──────── Data entries ────────

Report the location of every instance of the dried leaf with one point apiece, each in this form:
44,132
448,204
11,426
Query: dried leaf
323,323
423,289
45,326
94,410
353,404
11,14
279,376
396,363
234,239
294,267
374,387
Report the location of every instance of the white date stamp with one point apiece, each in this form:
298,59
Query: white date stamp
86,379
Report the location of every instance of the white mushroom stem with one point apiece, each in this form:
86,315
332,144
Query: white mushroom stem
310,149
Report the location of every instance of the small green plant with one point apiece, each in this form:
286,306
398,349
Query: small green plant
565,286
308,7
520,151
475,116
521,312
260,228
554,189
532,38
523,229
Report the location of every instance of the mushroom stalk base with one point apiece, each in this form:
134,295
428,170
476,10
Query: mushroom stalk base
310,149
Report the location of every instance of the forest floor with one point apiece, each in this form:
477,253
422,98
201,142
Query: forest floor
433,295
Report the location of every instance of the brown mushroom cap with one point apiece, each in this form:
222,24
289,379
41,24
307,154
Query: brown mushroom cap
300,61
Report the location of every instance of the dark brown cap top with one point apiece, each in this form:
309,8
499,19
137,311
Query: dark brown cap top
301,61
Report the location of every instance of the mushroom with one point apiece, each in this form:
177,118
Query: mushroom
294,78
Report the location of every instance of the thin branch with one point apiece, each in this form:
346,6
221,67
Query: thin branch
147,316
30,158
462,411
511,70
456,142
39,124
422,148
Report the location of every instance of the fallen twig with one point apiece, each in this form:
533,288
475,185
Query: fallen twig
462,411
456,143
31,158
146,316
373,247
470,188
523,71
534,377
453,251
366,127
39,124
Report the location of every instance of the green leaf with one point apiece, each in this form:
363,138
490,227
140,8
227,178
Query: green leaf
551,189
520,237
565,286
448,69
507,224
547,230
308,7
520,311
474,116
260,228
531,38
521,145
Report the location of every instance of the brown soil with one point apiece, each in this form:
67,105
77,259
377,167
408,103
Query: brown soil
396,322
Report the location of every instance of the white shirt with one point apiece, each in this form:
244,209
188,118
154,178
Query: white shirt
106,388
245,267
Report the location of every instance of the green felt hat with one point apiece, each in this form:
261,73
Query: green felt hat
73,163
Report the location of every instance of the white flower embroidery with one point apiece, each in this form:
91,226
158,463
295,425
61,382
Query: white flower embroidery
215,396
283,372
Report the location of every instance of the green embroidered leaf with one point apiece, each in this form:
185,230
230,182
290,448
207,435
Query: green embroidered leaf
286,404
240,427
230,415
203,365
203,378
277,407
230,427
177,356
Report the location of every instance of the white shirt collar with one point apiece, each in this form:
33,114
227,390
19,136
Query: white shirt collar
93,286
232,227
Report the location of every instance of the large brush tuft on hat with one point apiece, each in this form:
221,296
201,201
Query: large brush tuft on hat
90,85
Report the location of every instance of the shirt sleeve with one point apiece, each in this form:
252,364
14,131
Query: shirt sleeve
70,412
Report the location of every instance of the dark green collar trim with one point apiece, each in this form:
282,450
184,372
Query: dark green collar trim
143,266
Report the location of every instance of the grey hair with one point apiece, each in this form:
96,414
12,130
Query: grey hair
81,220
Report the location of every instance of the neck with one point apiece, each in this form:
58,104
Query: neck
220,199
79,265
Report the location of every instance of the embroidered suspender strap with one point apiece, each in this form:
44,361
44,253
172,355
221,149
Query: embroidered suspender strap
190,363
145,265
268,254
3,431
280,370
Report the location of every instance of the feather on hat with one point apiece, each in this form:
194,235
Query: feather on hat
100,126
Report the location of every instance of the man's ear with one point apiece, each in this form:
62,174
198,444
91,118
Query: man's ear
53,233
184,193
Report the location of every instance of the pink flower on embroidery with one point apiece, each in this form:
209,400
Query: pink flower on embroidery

────────

_Goal_.
Rename "one point apiece" to "a single point each" in the entries, starting at the line containing "Report the location of every instance of the grey" and ending at the last entry, and give those lines again with everything else unchanged.

_Result of this task_.
Report the location of every instance of the grey hair with a single point each, each in this form:
96,414
12,130
Query: grey hair
81,220
Report the location of every instance of the neck with a single point each, each in this form:
58,104
Query: neck
220,199
79,265
Report the location of every instance of the embroidered suspender strap with a single point each, each in this form:
44,361
44,253
172,355
221,149
Query: embroidered suspender strap
190,363
145,265
268,254
3,431
280,370
Report the location of every instance of the feather on hat with a single point each, each in this form:
194,235
Query: feather on hat
100,126
Report the location of every instance of the man's ear with a single point each, each in this form:
62,174
198,444
91,118
Query: man's ear
53,233
184,193
Report the location of every instance of the pink flower on embroidery with a single point each, each in this form:
209,400
Query: pink flower on embroidery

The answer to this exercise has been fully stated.